## Task prompt
Reproduce every entry below word for word, but leave out the pictures.

Entries from a collection:

+--

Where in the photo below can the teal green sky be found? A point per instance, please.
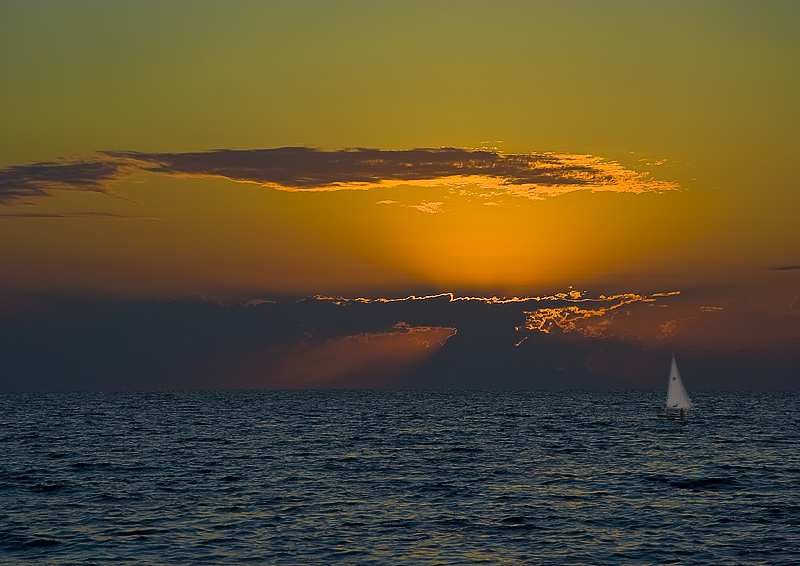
(685, 112)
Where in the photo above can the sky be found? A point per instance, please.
(246, 194)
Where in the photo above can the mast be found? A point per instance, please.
(677, 398)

+--

## Answer to this exercise
Where in the photo below can the teal green sky be found? A point per instance, please.
(685, 112)
Where in the photo above can the sky be found? A point per instance, please.
(246, 194)
Where in the photo above can the mast be found? A point per instance, please.
(677, 398)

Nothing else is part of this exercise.